Output the line containing "excavator bucket, farthest" and all subsequent lines of the listing below, copied exactly, with no other lines.

### PROVIDED RECORDS
-.-.-
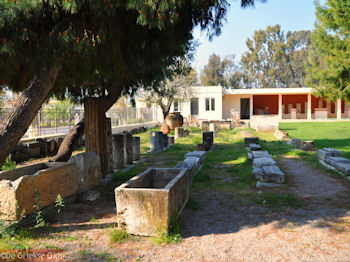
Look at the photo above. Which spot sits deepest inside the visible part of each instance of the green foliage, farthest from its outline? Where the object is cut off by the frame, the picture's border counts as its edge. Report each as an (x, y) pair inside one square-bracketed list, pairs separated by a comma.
[(275, 59), (8, 165), (118, 236), (276, 200), (329, 68), (174, 232)]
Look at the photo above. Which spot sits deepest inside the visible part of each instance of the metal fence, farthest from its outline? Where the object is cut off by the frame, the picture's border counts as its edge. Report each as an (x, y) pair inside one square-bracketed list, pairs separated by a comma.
[(58, 121)]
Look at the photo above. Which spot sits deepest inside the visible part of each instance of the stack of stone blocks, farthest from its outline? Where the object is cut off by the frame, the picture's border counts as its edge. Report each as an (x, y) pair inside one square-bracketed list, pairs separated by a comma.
[(159, 141), (21, 188), (332, 158), (265, 170)]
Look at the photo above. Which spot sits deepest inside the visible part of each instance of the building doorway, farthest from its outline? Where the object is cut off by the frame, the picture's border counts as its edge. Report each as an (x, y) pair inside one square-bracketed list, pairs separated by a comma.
[(245, 108)]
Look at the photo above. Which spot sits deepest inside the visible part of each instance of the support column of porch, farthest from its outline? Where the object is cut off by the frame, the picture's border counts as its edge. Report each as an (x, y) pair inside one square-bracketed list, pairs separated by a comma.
[(280, 113), (309, 106), (251, 107), (338, 109)]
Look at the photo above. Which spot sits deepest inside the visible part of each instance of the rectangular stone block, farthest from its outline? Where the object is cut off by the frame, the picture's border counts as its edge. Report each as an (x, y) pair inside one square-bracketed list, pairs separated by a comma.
[(136, 148), (263, 161), (146, 202), (259, 154), (251, 140), (198, 154), (343, 167), (89, 173), (254, 147), (271, 174), (20, 189)]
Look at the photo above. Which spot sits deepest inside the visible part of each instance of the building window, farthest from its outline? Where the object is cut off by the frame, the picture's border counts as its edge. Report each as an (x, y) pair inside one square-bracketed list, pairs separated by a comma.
[(210, 104)]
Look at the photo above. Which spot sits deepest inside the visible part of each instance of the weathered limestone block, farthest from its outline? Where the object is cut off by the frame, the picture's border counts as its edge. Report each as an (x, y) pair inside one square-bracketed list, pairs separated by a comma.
[(191, 163), (171, 140), (212, 128), (160, 137), (128, 148), (136, 148), (198, 154), (336, 159), (281, 135), (146, 202), (270, 174), (343, 167), (43, 146), (251, 140), (165, 140), (33, 149), (307, 145), (263, 161), (208, 137), (118, 150), (254, 147), (89, 170), (260, 184), (153, 141), (324, 153), (21, 188), (259, 154)]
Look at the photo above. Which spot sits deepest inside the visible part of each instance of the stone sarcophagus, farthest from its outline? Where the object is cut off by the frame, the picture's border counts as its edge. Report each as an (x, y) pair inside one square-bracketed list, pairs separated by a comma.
[(146, 202), (39, 184)]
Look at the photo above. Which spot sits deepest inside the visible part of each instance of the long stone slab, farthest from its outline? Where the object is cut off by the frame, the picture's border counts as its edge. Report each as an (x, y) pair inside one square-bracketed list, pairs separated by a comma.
[(263, 161), (271, 174), (22, 188), (260, 154), (146, 202)]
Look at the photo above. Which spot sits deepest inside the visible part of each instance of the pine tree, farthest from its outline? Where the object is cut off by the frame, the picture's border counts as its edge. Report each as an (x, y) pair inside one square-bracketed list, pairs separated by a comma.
[(329, 59)]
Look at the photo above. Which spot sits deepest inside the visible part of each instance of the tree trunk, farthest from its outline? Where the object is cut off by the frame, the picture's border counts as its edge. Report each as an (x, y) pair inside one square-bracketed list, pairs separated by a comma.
[(65, 151), (95, 131), (25, 109)]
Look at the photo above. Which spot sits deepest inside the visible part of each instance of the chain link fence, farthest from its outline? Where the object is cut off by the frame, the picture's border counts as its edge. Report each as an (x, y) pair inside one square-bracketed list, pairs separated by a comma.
[(60, 121)]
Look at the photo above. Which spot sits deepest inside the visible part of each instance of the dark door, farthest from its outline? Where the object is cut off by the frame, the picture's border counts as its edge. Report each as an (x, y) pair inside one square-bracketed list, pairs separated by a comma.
[(194, 107), (245, 108)]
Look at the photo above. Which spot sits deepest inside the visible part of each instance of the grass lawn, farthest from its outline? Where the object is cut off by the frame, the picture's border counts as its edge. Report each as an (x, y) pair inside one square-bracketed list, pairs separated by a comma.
[(324, 134)]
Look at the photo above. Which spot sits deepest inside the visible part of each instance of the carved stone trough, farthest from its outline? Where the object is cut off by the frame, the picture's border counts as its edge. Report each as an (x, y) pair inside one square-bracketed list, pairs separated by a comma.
[(22, 188), (146, 202)]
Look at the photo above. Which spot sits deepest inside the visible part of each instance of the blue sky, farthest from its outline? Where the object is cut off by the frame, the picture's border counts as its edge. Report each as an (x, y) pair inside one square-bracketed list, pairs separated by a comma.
[(292, 15)]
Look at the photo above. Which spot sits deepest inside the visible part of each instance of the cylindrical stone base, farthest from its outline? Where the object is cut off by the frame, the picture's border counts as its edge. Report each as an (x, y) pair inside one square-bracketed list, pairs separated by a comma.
[(136, 148), (128, 148)]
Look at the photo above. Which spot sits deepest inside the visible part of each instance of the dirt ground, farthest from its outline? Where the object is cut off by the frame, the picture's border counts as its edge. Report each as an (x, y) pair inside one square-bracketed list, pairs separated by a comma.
[(227, 227)]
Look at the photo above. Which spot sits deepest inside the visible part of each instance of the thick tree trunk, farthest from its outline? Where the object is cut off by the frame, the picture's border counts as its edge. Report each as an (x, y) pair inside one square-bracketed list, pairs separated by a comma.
[(95, 131), (25, 109), (66, 148)]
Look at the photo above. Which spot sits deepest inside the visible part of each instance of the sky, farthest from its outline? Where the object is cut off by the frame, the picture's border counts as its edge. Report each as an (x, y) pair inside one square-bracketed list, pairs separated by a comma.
[(292, 15)]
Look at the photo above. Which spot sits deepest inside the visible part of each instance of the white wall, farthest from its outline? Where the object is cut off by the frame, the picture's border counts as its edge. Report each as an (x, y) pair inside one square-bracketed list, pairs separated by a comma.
[(232, 102)]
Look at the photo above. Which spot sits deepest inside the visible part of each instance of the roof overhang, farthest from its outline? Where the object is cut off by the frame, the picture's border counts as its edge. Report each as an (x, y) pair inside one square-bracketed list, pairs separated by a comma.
[(268, 91)]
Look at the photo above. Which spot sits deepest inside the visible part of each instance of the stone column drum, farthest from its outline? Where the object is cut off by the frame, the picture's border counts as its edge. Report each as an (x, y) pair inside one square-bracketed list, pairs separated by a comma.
[(165, 140), (136, 148), (212, 128), (118, 150), (153, 141), (128, 148), (160, 138)]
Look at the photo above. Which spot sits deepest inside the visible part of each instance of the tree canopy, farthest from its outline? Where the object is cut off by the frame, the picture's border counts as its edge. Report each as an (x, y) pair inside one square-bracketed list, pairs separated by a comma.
[(329, 59)]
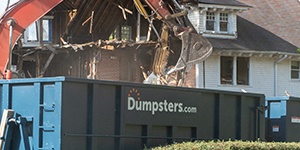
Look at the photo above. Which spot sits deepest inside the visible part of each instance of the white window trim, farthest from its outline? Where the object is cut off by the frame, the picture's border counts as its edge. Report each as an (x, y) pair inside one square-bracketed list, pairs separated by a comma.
[(27, 43), (234, 74), (294, 79)]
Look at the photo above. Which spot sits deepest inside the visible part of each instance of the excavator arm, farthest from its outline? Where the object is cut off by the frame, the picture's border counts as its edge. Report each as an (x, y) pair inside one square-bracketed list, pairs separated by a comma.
[(15, 20), (194, 47)]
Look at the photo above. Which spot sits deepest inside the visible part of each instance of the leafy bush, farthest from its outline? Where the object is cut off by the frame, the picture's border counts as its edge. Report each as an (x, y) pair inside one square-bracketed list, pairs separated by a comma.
[(230, 145)]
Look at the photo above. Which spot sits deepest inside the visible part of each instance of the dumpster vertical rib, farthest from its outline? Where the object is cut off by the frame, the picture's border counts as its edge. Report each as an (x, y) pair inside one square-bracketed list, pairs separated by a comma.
[(90, 97), (118, 124), (217, 117), (37, 125), (238, 117)]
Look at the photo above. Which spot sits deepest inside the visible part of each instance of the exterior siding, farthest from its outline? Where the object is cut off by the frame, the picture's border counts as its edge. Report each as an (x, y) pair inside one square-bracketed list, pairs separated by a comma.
[(284, 80), (261, 76)]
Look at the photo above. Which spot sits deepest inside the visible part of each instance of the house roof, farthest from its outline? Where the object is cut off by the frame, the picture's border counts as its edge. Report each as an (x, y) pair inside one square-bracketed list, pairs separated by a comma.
[(223, 2), (106, 15), (267, 26), (253, 37)]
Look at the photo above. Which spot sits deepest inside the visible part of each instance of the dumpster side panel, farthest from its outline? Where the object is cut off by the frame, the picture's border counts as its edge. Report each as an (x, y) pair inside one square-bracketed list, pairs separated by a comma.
[(88, 114), (293, 121), (105, 118), (37, 113), (74, 115)]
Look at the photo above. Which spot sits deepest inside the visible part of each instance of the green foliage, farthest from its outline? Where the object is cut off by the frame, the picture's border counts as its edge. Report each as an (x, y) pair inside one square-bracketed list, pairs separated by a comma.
[(230, 145)]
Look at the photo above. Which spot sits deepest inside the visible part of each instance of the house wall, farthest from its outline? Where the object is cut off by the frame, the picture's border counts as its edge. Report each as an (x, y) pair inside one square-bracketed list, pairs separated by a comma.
[(261, 76), (284, 80), (94, 63)]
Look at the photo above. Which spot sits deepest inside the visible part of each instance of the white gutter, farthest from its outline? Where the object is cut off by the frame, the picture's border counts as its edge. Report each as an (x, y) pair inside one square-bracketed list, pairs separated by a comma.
[(275, 72)]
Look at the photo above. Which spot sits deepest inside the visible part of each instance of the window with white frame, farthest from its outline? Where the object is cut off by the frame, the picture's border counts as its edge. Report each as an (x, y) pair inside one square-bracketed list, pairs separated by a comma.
[(122, 33), (234, 70), (224, 22), (218, 23), (295, 69), (32, 36), (210, 21)]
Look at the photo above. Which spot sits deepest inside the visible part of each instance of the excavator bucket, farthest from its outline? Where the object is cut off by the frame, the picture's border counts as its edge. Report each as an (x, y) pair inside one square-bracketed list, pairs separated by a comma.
[(195, 49), (23, 13)]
-.-.-
### EXERCISE ANSWER
Look at the photo above. Which spot sits deepest inside the visible part of each instance of the excavator bucket, farthest from its outline? Where the object is cut off by the frame, the picture's border counts as its edge. Report each as an (x, y) pair inside one square-bracketed list, pairs separated by a comma.
[(195, 49), (23, 13)]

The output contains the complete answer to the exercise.